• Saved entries

══════════════════════════════

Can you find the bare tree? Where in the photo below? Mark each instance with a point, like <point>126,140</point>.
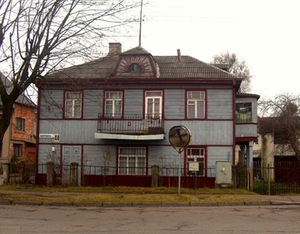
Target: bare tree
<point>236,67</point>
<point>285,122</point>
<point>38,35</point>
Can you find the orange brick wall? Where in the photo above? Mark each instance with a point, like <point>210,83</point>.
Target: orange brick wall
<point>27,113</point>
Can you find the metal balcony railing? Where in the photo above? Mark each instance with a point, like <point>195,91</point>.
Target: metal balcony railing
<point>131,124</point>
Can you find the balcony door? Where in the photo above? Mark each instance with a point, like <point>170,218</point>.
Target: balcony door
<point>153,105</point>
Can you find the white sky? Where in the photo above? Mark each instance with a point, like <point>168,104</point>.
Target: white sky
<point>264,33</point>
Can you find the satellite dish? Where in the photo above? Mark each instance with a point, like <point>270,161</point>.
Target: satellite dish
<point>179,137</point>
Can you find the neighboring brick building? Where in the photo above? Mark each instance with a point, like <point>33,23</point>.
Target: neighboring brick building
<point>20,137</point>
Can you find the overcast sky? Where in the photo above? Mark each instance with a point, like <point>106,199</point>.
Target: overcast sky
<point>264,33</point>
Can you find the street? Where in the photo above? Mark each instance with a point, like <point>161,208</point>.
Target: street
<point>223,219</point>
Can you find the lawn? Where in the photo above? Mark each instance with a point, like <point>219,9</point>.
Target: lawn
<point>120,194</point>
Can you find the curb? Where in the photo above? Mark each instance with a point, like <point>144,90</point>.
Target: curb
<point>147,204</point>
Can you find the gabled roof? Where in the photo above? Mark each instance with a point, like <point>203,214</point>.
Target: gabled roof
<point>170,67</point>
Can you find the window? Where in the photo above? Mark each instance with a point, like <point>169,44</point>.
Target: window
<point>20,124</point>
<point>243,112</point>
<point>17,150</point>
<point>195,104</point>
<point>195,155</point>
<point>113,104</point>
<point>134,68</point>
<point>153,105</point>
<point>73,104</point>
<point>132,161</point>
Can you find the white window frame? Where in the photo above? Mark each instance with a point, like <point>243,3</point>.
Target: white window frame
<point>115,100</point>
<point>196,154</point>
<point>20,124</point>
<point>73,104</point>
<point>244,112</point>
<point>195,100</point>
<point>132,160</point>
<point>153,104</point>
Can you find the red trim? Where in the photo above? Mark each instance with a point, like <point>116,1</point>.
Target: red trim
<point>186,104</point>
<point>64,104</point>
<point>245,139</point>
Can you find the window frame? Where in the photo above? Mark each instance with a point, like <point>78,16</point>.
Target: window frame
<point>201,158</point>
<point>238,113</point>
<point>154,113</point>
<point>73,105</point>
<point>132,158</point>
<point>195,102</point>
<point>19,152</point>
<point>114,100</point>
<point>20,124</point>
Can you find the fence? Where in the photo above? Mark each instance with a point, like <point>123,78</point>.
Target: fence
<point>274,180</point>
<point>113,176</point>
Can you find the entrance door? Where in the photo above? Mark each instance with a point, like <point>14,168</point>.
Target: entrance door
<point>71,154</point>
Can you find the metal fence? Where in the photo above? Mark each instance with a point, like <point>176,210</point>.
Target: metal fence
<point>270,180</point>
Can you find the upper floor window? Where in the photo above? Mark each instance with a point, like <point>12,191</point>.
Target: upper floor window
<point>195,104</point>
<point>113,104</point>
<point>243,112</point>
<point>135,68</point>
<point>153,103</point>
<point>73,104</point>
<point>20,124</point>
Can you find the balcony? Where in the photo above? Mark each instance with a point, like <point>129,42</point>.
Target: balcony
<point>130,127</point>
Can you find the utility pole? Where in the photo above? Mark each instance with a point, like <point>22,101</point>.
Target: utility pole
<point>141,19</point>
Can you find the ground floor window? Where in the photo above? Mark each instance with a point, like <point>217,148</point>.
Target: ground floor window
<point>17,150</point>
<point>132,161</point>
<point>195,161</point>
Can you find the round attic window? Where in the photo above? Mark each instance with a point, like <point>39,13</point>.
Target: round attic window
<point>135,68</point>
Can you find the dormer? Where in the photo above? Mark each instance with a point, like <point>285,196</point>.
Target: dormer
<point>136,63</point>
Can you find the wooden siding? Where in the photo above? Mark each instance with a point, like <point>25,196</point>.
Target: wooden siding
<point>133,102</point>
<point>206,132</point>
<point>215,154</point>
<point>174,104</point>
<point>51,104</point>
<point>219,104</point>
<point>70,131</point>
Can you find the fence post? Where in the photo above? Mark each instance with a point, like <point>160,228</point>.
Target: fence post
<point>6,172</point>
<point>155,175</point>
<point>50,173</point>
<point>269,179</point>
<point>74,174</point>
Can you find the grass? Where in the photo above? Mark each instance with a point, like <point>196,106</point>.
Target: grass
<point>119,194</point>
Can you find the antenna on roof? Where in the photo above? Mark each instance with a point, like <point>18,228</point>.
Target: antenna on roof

══════════════════════════════

Go through the entries and retype them exactly, except for the images.

Can you find the bare tree? Where in the photo below? Mark each instance with a point, like <point>126,140</point>.
Target: bare tree
<point>236,67</point>
<point>285,122</point>
<point>38,35</point>
Can you find the orange brick wall? Where in the photo above? Mark each instance with a point, like <point>210,83</point>.
Target: orange brick wall
<point>27,113</point>
Can you find the metal balcony railing? Where in the photo above? Mark each instance with a point, like <point>195,91</point>.
Target: metal balcony railing
<point>131,124</point>
Can you find the balcony door? Where in the photo above? Mark each instance with a point, like <point>170,218</point>.
Target: balcony door
<point>153,105</point>
Can you find the white sky? Where in the photo above? Mark each instance with a point, like <point>168,104</point>.
Target: white sky
<point>264,33</point>
Can you find the satellite dish? Where in the photo above? Mark each instance with a point, like <point>270,161</point>.
Target: satellite dish
<point>179,137</point>
Can you find the neighboring brick building? Where in the photo above? Mark each instance with a point, like <point>33,23</point>.
Target: neighboring brick building
<point>20,137</point>
Can you find the overcast sky? Where in the photo above? Mark each instance with a point, like <point>106,199</point>.
Target: overcast sky
<point>264,33</point>
Can you find the street? Where in the photo above? Mark each instance with a point, like <point>161,208</point>.
Target: street
<point>223,219</point>
Can you find the lawn? Where in the photo above? Mark each instance with a point, like <point>219,9</point>.
Target: lawn
<point>120,194</point>
Can you find the curb? Where in the photo above? Mark each instance with a point, like <point>144,90</point>.
Target: curb
<point>147,204</point>
Can you find the gabled roof? Where in the photo above? Mark each instance with a point, like <point>203,214</point>.
Target: gabled roof
<point>170,67</point>
Can you find the window? Where in the photo above? Mark each instance with a point, like <point>169,44</point>.
Target: window
<point>20,124</point>
<point>243,112</point>
<point>17,150</point>
<point>195,104</point>
<point>195,155</point>
<point>113,104</point>
<point>134,68</point>
<point>153,105</point>
<point>73,104</point>
<point>132,161</point>
Can you find the white window frame? Where in the photo above? Mark each instance with a point, like <point>243,3</point>.
Target: white window frame
<point>115,100</point>
<point>196,154</point>
<point>20,124</point>
<point>73,104</point>
<point>244,112</point>
<point>195,100</point>
<point>132,160</point>
<point>153,104</point>
Can you find the red trim? Where in the photo above? Mark each instance with a point, like <point>116,1</point>.
Target: red trim
<point>186,104</point>
<point>64,104</point>
<point>245,139</point>
Can you find the window frame? Where in the photo above? Mark each instance with a point, like <point>78,16</point>.
Target: window frame
<point>201,158</point>
<point>238,113</point>
<point>154,113</point>
<point>73,105</point>
<point>132,158</point>
<point>195,102</point>
<point>19,152</point>
<point>114,100</point>
<point>20,124</point>
Can you find the fence? Where in the photo above? Mark each instance with a point, like <point>123,78</point>.
Target: fence
<point>274,180</point>
<point>113,176</point>
Can you find the entrance door? Where in the photo above? Mark each instance with a point, like <point>14,168</point>.
Target: entrance door
<point>71,154</point>
Can you find the metal fence? Where in the photo above? Mark each instance with a point, like <point>176,210</point>.
Target: metal fence
<point>270,180</point>
Can you find the upper floor window? Where in the photo above? Mark each instance with a point, like <point>12,191</point>.
Target: upper floor window
<point>195,104</point>
<point>113,104</point>
<point>243,112</point>
<point>135,68</point>
<point>153,103</point>
<point>73,104</point>
<point>20,124</point>
Can you find the balcony? Where in the photo above? Mark each instance with a point, like <point>129,42</point>.
Target: balcony
<point>130,127</point>
Can you find the utility pole? Where in the photo above? Mark each instance with a point, like <point>22,101</point>.
Target: utility pole
<point>141,19</point>
Can you find the ground floor window? Where in the photo above? Mark each instance with a point, like <point>217,148</point>.
Target: ground floor window
<point>17,150</point>
<point>132,161</point>
<point>195,161</point>
Can you find the round attic window? Where in the photo above? Mark each instance with a point, like <point>39,13</point>.
Target: round attic window
<point>135,68</point>
Can you find the dormer? Where in the photo above? Mark each instance with a point, like <point>285,196</point>.
Target: dormer
<point>136,63</point>
Can you find the wooden siding? Where in the photo above? Mark each instance with a point, like <point>25,196</point>.
Target: wooden siding
<point>133,102</point>
<point>206,132</point>
<point>215,154</point>
<point>174,104</point>
<point>51,104</point>
<point>219,104</point>
<point>70,131</point>
Can you find the fence post? Where in the photo above? Mark each instance with a point, like <point>160,228</point>.
Target: fence post
<point>6,172</point>
<point>155,175</point>
<point>50,173</point>
<point>269,179</point>
<point>74,174</point>
Can you find the grass? Where in the photo above? Mark each instance with a point, like <point>196,106</point>.
Target: grass
<point>119,194</point>
Can you find the antenna on roof? Where in the photo above? Mark each instance with a point, like <point>18,228</point>.
Target: antenna on roof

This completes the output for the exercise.